Digital transformation firm Kin and Carta (KCT) has revved up its full-year sales expectations in a half-year trading update. Its shares jumped over a tenth in response, to 240p, although it is still trading 30 per cent down on its valuation of a few months ago.
The company said it would hit organic net revenue growth of 35-40 per cent, up from 30 per cent, for the 12 months ending 31 July. It had already pushed this forecast up from 20 per cent in October. First half sales of around £85m represent an increase of 62 per cent on the first half of last year.
After Kin and Carta’s last full-year results, we suggested the market had already priced in significant earnings growth. AH
Redrow (RDW) saw the average selling price of its homes increase by 8 per cent to £419,000, outstripping material cost price inflation which is guided at 6 per cent for the full financial year. Interim operating profit increased by 15 per cent to £205m, with the underlying margin restored to the 2019 level of 19.5 per cent. The housebuilder said that it is now more difficult to secure sub-contractors and is experiencing planning delays, as local authority planning teams struggle with resourcing issues. Another £10m has been set aside to meet the government’s cladding funding programme. MR
Consensus-beating profits and premium growth brought insurer Beazley (BEZ) to a turning point in its Covid recovery: restoring the dividend. The speciality insurer raised dividends by 5 per cent from 2019, but the news was somewhat marred by the accompanying announcement that the company will cut back to a single yearly payment.
A heavy burden of Covid-related insurance claims swung the Lloyd’s of London insurer to a $50mn (£36.8mn) loss-before-tax in 2020, and dividends were suspended.
Beazley is now safely back in the green, with gross premiums rising 30 per cent to $4.6bn in the year to the end of December, and net claims retreating by 7 per cent to a more manageable $1.8bn thanks to fewer marine, property and contingency claims. MT
Relx (REL), a global provider of data and decision tools, has announced a £500m share buyback scheme following a strong year of trading. Its risk & business arm is performing particularly well, as demand for fraud prevention tools increases. Management also noted stronger than usual growth in its science and legal divisions.

**WHAT THE TASK REQUIRES**
Please repeat word for word the passage of the company news briefs that begins with "The company said" and ends with "of last year.".

**GIVEN ENTRIES**
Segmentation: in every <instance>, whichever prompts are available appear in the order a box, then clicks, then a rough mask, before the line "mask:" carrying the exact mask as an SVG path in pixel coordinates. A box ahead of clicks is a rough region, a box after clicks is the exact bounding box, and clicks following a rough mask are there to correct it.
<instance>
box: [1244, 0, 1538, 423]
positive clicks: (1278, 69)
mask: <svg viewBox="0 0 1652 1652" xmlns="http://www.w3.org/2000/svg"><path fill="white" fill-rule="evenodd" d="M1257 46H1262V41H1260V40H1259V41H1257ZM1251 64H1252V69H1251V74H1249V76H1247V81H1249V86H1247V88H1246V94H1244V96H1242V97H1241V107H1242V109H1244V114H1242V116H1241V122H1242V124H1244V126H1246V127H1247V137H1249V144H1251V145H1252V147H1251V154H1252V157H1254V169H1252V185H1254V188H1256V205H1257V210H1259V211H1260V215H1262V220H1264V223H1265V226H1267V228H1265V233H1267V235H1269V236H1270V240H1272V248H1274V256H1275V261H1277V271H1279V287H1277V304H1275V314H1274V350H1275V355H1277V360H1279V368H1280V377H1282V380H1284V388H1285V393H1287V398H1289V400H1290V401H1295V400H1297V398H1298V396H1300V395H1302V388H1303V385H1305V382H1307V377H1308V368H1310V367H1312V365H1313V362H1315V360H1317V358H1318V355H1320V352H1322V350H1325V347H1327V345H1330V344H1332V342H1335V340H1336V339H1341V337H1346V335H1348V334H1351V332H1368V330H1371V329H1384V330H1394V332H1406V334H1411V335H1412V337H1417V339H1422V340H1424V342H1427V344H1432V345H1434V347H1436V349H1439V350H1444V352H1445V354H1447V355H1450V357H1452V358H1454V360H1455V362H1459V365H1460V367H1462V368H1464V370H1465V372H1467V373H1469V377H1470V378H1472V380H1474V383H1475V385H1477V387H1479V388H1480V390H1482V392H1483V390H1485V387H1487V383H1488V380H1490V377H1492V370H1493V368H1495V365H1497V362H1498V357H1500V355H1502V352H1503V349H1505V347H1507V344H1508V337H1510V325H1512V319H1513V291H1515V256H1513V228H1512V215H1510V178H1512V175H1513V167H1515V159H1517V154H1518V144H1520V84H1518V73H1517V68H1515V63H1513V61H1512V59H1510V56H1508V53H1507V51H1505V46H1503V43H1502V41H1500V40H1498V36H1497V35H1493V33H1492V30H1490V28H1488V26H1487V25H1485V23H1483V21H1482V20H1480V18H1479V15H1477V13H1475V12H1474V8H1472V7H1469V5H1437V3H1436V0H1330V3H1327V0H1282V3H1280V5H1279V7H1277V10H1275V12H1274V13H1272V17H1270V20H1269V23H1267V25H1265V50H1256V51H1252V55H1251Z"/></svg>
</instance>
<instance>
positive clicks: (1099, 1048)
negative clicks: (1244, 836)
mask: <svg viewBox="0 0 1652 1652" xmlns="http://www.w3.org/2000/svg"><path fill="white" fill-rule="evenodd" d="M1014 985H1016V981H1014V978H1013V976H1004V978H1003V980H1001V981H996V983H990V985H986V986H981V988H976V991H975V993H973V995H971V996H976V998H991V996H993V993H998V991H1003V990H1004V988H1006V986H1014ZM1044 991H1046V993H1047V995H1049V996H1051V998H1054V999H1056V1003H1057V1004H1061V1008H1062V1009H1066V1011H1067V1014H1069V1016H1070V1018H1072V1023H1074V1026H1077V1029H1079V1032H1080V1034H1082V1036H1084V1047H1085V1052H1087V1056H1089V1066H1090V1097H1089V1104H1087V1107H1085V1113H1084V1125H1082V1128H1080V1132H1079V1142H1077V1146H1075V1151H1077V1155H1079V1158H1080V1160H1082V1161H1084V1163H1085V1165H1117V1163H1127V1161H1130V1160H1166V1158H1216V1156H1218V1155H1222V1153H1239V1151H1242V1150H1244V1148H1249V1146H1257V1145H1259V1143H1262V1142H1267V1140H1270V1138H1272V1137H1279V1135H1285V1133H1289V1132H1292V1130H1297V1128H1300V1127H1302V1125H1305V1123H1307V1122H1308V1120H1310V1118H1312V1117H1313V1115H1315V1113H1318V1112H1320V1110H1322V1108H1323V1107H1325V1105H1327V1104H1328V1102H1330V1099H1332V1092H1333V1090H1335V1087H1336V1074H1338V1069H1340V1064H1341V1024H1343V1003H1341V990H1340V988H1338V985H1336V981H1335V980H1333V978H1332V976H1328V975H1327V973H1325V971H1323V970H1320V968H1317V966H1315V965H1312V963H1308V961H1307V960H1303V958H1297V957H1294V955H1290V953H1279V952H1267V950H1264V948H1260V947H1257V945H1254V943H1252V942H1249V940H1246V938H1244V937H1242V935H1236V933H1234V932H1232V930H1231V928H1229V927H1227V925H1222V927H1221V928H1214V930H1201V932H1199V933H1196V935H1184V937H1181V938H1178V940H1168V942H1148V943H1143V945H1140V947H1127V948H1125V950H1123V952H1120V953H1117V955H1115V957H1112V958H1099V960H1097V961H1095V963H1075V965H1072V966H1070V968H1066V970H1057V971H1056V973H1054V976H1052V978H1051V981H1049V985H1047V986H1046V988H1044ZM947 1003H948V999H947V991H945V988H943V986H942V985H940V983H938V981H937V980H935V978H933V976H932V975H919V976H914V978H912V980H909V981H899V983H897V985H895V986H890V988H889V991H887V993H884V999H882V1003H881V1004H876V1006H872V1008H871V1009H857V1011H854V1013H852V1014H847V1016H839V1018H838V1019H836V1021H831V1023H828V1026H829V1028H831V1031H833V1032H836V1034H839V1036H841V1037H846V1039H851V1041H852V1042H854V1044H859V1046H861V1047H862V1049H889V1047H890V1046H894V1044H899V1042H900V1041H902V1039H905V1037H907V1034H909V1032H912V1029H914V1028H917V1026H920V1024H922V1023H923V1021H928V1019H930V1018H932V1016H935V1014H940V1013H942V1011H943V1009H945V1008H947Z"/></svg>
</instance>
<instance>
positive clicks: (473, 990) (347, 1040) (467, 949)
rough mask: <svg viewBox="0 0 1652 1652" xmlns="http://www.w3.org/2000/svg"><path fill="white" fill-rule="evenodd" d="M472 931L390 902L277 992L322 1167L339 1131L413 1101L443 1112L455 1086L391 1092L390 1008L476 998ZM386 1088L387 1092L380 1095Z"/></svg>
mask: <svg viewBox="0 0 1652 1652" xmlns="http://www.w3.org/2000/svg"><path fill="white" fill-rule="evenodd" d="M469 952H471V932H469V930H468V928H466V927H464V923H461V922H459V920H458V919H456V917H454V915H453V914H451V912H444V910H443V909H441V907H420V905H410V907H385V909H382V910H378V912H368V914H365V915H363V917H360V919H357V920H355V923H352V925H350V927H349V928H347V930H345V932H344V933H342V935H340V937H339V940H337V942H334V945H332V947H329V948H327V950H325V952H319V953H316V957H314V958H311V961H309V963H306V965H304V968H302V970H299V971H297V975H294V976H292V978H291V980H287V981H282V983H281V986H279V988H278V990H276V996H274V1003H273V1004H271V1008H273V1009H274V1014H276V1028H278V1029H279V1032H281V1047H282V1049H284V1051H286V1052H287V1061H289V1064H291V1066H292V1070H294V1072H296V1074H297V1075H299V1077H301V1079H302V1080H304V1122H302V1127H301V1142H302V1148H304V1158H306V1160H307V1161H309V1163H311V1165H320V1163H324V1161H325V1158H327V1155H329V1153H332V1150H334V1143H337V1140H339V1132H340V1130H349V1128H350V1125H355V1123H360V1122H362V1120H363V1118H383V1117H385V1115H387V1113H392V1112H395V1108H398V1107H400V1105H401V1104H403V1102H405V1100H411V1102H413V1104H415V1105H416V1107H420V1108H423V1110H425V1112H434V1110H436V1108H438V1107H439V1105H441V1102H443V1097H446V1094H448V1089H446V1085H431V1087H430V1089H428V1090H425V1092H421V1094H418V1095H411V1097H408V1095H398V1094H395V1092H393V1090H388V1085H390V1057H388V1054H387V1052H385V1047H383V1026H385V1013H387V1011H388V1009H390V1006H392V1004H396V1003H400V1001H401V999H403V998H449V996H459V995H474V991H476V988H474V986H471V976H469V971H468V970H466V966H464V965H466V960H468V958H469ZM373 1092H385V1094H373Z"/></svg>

**EXERCISE RESPONSE**
The company said it would hit organic net revenue growth of 35-40 per cent, up from 30 per cent, for the 12 months ending 31 July. It had already pushed this forecast up from 20 per cent in October. First half sales of around £85m represent an increase of 62 per cent on the first half of last year.